-- start Page excerpt --
I don't really think it makes sense for end users, as we would need to ship the respective standard libraries and a way to select between cross-compilation targets as well.

That being said, purely from a "marketing" perspective it might be nice to increase visibility for ARM support in LDC. (Users might read the -help output or just try to specify a target triple.)

The primary motivation behind shipping host-only releases was binary size - have you checked recently how the two build compare?

 -- David
April 22, 2017
On Saturday, 22 April 2017 at 10:21:05 UTC, Johan Engelen wrote:
> Would it make sense to release 1.3 with more targets enabled than the host?
> X86, ARM, AArch64 ?
>
> - Johan

FWIW, the MSVC packages already feature a bunch of other targets incl. ARM and PowerPC [https://github.com/ldc-developers/ldc-scripts/blob/master/ldc2-msvc/RELEASE.proj#L67].
April 22, 2017
On Saturday, 22 April 2017 at 11:55:39 UTC, David Nadlinger wrote:
> On Saturday, 22 April 2017 at 10:21:05 UTC, Johan Engelen wrote:
>> Would it make sense to release 1.3 with more targets enabled than the host?
>> X86, ARM, AArch64 ?
>
> I don't really think it makes sense for end users, as we would need to ship the respective standard libraries and a way to select between cross-compilation targets as well.

The extra standard libraries could be separate downloads (hosted by whoever), but there is also `-betterC`.
We could include a script that builds Phobos for a certain triple (I was already thinking about including such a script for building Phobos with LTO), but for druntime we don't include all the source...

> The primary motivation behind shipping host-only releases was binary size - have you checked recently how the two build compare?

Just tested: adding ARM and AArch64 to X86 on Mac adds 5 MB (LTO build).
April 22, 2017
On Saturday, 22 April 2017 at 12:51:23 UTC, kinke wrote:
> On Saturday, 22 April 2017 at 10:21:05 UTC, Johan Engelen wrote:
>> Would it make sense to release 1.3 with more targets enabled than the host?
>> X86, ARM, AArch64 ?
>>
>> - Johan
>
> FWIW, the MSVC packages already feature a bunch of other targets incl. ARM and PowerPC

Ah, so let's use the same list for the ldc-scripts script?
April 22, 2017
On Saturday, 22 April 2017 at 14:53:46 UTC, Johan Engelen wrote:
> On Saturday, 22 April 2017 at 12:51:23 UTC, kinke wrote:
>> On Saturday, 22 April 2017 at 10:21:05 UTC, Johan Engelen wrote:
>>> Would it make sense to release 1.3 with more targets enabled than the host?
>>> X86, ARM, AArch64 ?
-- end Page excerpt --
-- start Dataset section --
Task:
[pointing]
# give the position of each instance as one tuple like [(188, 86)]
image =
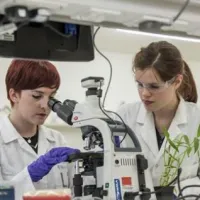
-- end Dataset section --
* _Challenges_:
[1] Please transcribe the LDC release-targets thread, starting with "The extra standard" and going on through "MB (LTO build).".
[2] Write the next part of the LDC release-targets thread, picking up right after its final line.

* _Exercise responses_:
[1]
The extra standard libraries could be separate downloads (hosted by whoever), but there is also `-betterC`.
We could include a script that builds Phobos for a certain triple (I was already thinking about including such a script for building Phobos with LTO), but for druntime we don't include all the source...

> The primary motivation behind shipping host-only releases was binary size - have you checked recently how the two build compare?

Just tested: adding ARM and AArch64 to X86 on Mac adds 5 MB (LTO build).

[2]
>>>
>>> - Johan
>>
>> FWIW, the MSVC packages already feature a bunch of other targets incl. ARM and PowerPC
>
> Ah, so let's use the same list for the ldc-scripts script?

I don't have a strong opinion on this (and I didn't create that list), but a couple of MBytes (uncompressed) seem totally worth it to me (at least for x86 hosts), even if mainly for advertising the cross-compilation capabilities and target variety via `ldc2 --version`. With 1.3 able to generate entire static libs for all supported targets, it'd make some more sense I think.
April 23, 2017
On Saturday, 22 April 2017 at 10:21:05 UTC, Johan Engelen wrote:
> Would it make sense to release 1.3 with more targets enabled than the host?
> X86, ARM, AArch64 ?
>
> - Johan

Not for 1.3, but once the compiler dcompute stuff is finished it'd be great to have NVPTX (and SPIRV once I get it into LLVM and we release with a version that has it). The increased visibility would be very god to have.
April 28, 2017
On Saturday, 22 April 2017 at 11:55:39 UTC, David Nadlinger wrote:
> On Saturday, 22 April 2017 at 10:21:05 UTC, Johan Engelen wrote:
>> Would it make sense to release 1.3 with more targets enabled than the host?
>> X86, ARM, AArch64 ?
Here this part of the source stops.